- **WORK INSTRUCTIONS**:
(1) Answer these questions using the text on Veldskoen Shoes, one answer per line, marked the same way:
(a) What does the name "Veldskoen" mean in English?
(b) How many countries does the company export to?
(c) What ownership stake did Mark Cuban and Ashton Kutcher acquire in 2019?
(2) For each statement, say whether it agrees with the text on Veldskoen Shoes. Answer yes or no, and quote the words from the text that decide it.
(a) The shoe design is based on traditional Zulu footwear.
(b) The company gets its raw materials from South African businesses.
(c) The company indirectly supports more than 500 people in South Africa.
(3) Carry on the text on Veldskoen Shoes from the point where it ends.

The company chose the name 'Veldskoen' to honor a distinct style of shoe deeply rooted in South African tradition. In English, the name translates to 'field shoe,' reflecting its practical design and outdoor heritage. Their design is based on the traditional Khoisan footwear.

==Overseas markets==
Veldskoen Shoes exports products to 32 countries. This includes the US, Australia, New Zealand, Taiwan, China, the Nordic countries, Canada, the entire Europe, and parts of Africa.

All Veldskoen Shoes raw materials are sourced locally, from South African businesses. From the leather to the thread and the thermoplastic rubber (TPR) components. Indirectly Veldskoen Shoes supports close to 100 people across the different factories and tanneries in South Africa.
In 2019, businessman Mark Cuban and celebrity Ashton Kutcher acquired a 50% ownership stake in Veldskoen Shoes US business.

- **STORED DATA**:

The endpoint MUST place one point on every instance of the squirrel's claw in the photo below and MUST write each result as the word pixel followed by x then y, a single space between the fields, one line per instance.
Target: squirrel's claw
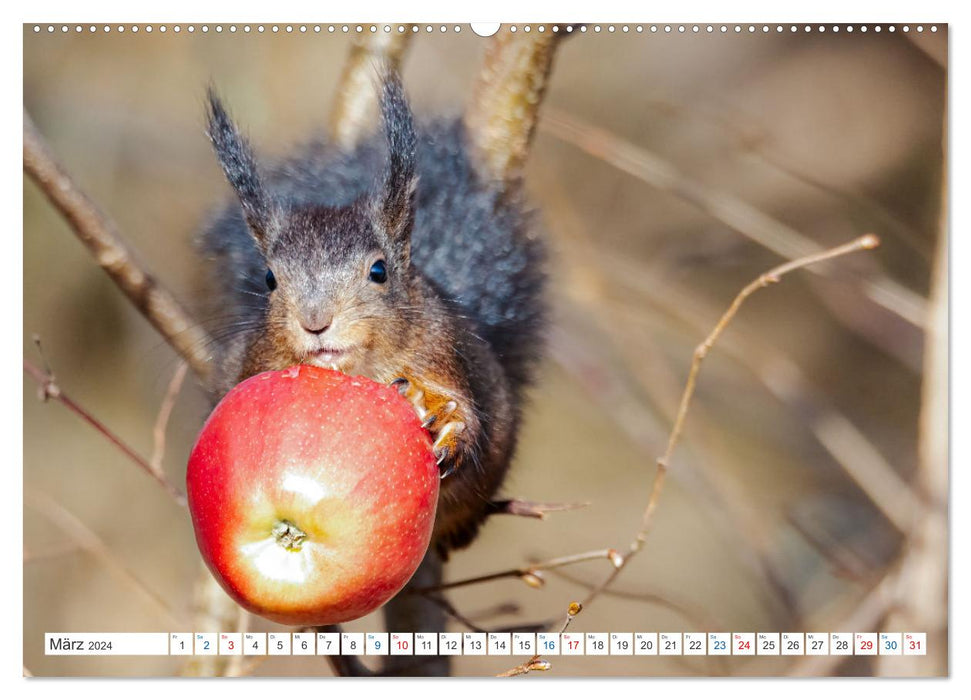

- **ANSWERS TO THE PROBLEMS**:
(1)
(a) Field shoe.
(b) 32 countries.
(c) A 50% stake in the Veldskoen Shoes US business.

(2)
(a) No: "Their design is based on the traditional Khoisan footwear."
(b) Yes: "All Veldskoen Shoes raw materials are sourced locally, from South African businesses."
(c) No: "Indirectly Veldskoen Shoes supports close to 100 people across the different factories and tanneries in South Africa."

(3)
In 2019, Veldskoen Shoes made waves in British media after Prince Harry, who was touring South Africa with his wife, Meghan Markle, wore the brand.

In 2021, Veldskoen was named the official off-field shoe of South African athletes at the Olympic Games in Tokyo by the South African Sports Confederation and Olympic Committee (SASCOC).
In 2020, Veldskoen Shoes collaborated with DHL to launch a limited edition sneaker in London called "Dear Everyone". Minnie Dlamini wore the sneaker at the Paris Fashion Week.

In June 2023, Valor Hospitality Partners and Veldskoen Shoes launched a strategic initiative to provide vellies to their Hotel Staff across the United States. In 2023, Veldskoen Shoes collaborated with Briana Evigan, American actress and dancer best known for her appearance in the Step Up (franchise), to create a Ranger "MoveMe" boot.

In July 2026, the Veldskoen commemorative plaque was unveiled in Century City in Cape Town as part of the Long March to Freedom exhibition. The exhibition celebrated the iconic South African shoe's contribution to the country's cultural heritage, craftsmanship, and entrepreneurship.

== Awards ==
2021 Veldskoen Shoes (Pty) Ltd was the winner in the small enterprises category at the South African AGOA Exporter of the Year Awards.